Estes espetáculos tinham lugar num barracão que havia na rua do corredouro construído para esse fim, e que morreu porqueo Clube da Panasqueira  resolveu enviar a Cebola, aos sábados, um autocarro sem custos acrescidos ao bilhete de entrada no cinema. Era bom! Quanto ao teatro passou a ser no nosso Clube, e fora bastante… Alguém hoje acreditaria, se não houvesse testemunhos disso, que  cinco grupos cénicos, compostos exclusivamente por filhos da Terra, ali  representaram e que todos tiveram um hino?

 Havia uma Filarmónica constituída por muitos membros que abrilhantava as festas de Cebola e todas as festas dos arredores e até no Distrito de Coimbra. Também o grupo de futebol, O Estrela da Serra, do qual hino ainda nos lembra o último verso (”na vida ele há de ser a nossa boa estrela”), semeava o “pânico” por todas as terras onde passava. Que o digam os de Silvares, do Fundão, Tinalhas, Panasqueira, Barroca Grande, etc. Para o meio, era uma “máquina infernal” de fazer golos. Só à Panasqueira que tinha uma boa equipa – dizia-se –, em dois jogos o Estrela marcou 18 golos; 11 na portela, 7 na Panasqueira! Os manos Vítor e Xico destruíam qualquer muralha defensiva ainda que fosse construída com aço e betão! Nunca se empatou nem se perdeu qualquer jogo! Havia ainda em Cebola o Clube, as festas e seus mordomos, além das instituições Junta de Freguesia, Regedoria e Paróquia, sem esquecer o ti Zé retratista que, sebento e envolto em mistério apareceu nos anos trinta, sebento e misterioso viveu sozinho no seu tugúrio e reinou com o seu monopólio na década de quarenta até que morreu, sebento e em mistério tal como tinha chegado. 

Com o surgimento dos kodak’s, o reinado da fotografia passou a ser de um senhor do Terreiro. Depressa essas máquinas proliferaram e o negócio foi-se… Ainda tardariam as polaroides, as digitais, as webs cam’s… as transmissões diretas… lá se chegará em breve…. Havia cantores, compositores, poetas e artistas; tímidos e espontâneos; gagos e repentistas; pedagogos e demagogos, mas doutores e políticos, não. Está a falar-se já da década de cinquenta… e um relógio de pulso custava quinhentos escudos … quase o ordenado mensal de um mineiro!
+--
▶ Exercício proposto
Prossiga o relato sobre a vida em Cebola a partir da última frase apresentada.

▶ Dados armazenados
+--
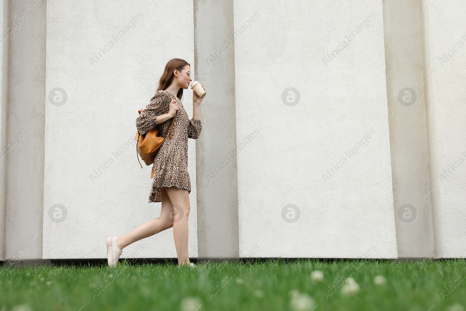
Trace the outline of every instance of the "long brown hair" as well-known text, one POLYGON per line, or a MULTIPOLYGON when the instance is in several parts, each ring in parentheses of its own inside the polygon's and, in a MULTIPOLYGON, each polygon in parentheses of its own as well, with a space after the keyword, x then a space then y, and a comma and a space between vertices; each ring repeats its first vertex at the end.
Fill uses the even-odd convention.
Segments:
MULTIPOLYGON (((168 61, 168 62, 165 65, 165 69, 164 69, 164 73, 160 77, 160 80, 158 81, 158 87, 157 88, 157 92, 161 90, 165 90, 171 84, 171 82, 173 80, 175 75, 173 74, 173 70, 177 69, 178 70, 182 70, 186 65, 191 65, 184 59, 179 58, 173 58, 168 61)), ((183 97, 183 88, 180 88, 178 91, 177 97, 181 100, 183 97)))

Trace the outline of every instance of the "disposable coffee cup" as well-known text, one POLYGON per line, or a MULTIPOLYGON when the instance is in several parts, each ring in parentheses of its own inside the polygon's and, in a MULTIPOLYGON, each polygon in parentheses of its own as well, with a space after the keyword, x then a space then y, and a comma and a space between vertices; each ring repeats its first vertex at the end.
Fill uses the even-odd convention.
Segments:
POLYGON ((194 81, 191 83, 191 90, 194 90, 199 97, 202 97, 206 94, 206 91, 199 81, 194 81))

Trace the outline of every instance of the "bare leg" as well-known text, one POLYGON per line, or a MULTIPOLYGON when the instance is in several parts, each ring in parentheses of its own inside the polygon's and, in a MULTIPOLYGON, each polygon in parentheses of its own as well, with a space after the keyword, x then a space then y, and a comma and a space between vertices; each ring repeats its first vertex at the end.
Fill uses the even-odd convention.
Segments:
POLYGON ((185 189, 167 187, 167 194, 173 205, 173 239, 178 256, 178 264, 189 264, 188 255, 188 218, 191 204, 189 193, 185 189))
POLYGON ((151 236, 156 233, 171 228, 173 225, 173 218, 170 218, 171 202, 167 195, 165 187, 162 188, 162 210, 160 216, 144 222, 126 235, 118 238, 116 247, 123 249, 130 244, 145 238, 151 236))

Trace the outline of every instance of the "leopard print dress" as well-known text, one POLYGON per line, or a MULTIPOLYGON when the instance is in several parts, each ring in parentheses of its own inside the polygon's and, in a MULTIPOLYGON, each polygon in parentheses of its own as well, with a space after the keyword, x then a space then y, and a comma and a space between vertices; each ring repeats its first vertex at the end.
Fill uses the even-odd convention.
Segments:
POLYGON ((150 103, 136 119, 136 128, 144 134, 156 126, 159 135, 163 136, 168 131, 162 146, 154 159, 154 177, 149 202, 161 202, 163 187, 175 186, 191 192, 191 182, 188 173, 188 138, 197 139, 202 126, 200 120, 189 119, 181 102, 170 92, 171 97, 178 102, 179 110, 173 123, 171 139, 170 127, 173 118, 160 124, 157 116, 168 112, 171 98, 167 91, 160 90, 151 98, 150 103))

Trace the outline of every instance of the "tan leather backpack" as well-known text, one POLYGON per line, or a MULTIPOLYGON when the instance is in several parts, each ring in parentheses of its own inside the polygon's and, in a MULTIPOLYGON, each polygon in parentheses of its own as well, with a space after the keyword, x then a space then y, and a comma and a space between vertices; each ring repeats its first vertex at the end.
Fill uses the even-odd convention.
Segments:
MULTIPOLYGON (((170 92, 167 92, 167 93, 170 96, 170 98, 172 99, 170 92)), ((170 102, 171 102, 171 101, 170 102)), ((139 114, 141 114, 142 111, 142 109, 139 109, 139 114)), ((176 117, 176 114, 178 112, 178 111, 177 111, 175 113, 175 116, 173 117, 173 120, 171 121, 171 126, 170 128, 171 139, 171 132, 173 128, 173 123, 175 122, 175 118, 176 117)), ((152 164, 154 163, 154 159, 155 159, 155 156, 162 146, 162 144, 165 139, 165 136, 168 132, 168 129, 167 129, 163 137, 161 137, 158 135, 158 129, 157 126, 150 130, 146 134, 141 134, 139 133, 139 131, 137 131, 136 137, 134 138, 134 140, 137 141, 137 143, 136 144, 136 156, 137 157, 137 161, 139 162, 141 168, 143 168, 143 166, 141 164, 141 161, 139 161, 139 157, 137 156, 137 154, 139 154, 141 156, 141 159, 144 160, 144 163, 146 164, 146 165, 152 164)), ((153 176, 154 166, 152 166, 152 171, 151 173, 151 178, 152 178, 153 176)))

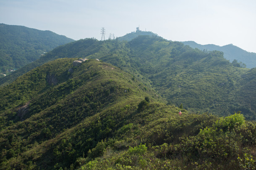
+--
▶ Resposta ao exercício
Depois desses tempos, outros tempos…

Tal como na mitologia grega, em que todo o mal da humanidade terá tido origem na boceta que Pandora abriu por curiosidade, o mal, aqui, ao que parece, terá sido a abertura da mina. Trazia algum bem: o dinheiro, coisa nova, já que antigamente as transações seriam feitas com géneros. Tomara-se-lhe o gosto e jamais se pôde viver sem ele; era uma ilusão: trabalhava-se para comer e mal se vegetava. A ilusão penetrou e a saúde esfumou-se. 

Mas a década de cinquenta estava a declinar. Os anos de juventude dos irreverentes “filhos” do kilo estavam a terminar dando lugar a homens mais conscientes, fortes e viris. Já tinham ido à tropa, uns, outros preparavam-se para ir. E no alvor da década de sessenta, já com outros conhecimentos, adquiridos nas minas pelo contacto, pela comunicação com pessoas de outros lugares, pela troca de ideias, sabia-se que os países que mais sofreram com os conflitos mundiais estavam a transformar-se em economias florescentes, carentes de mão de obra para a reconstrução das suas estruturas abaladas ou destruídas pela Guerra. Da França, Alemanha, Suíça… até do Canadá chegavam rumores dessa necessidade. Concomitantemente, das colónias sopravam ventos anunciando novos conflitos, de lutas pela emancipação. 

Era tempo de pensar…

Pandora, talvez arrependida e envergonhada do mal que causara, abriu a boceta mais um pouco… mais ainda… arrancou a tampa! E viu, assombrada, que, lá bem no fundo, havia algo mais poderoso que todas as desgraças e calamidades que afligiam a humanidade, um Bem que o Mal não pode vencer: a esperança - principal e importante lenitivo e consolo dos desfavorecidos.

Chegara a hora das grandes decisões.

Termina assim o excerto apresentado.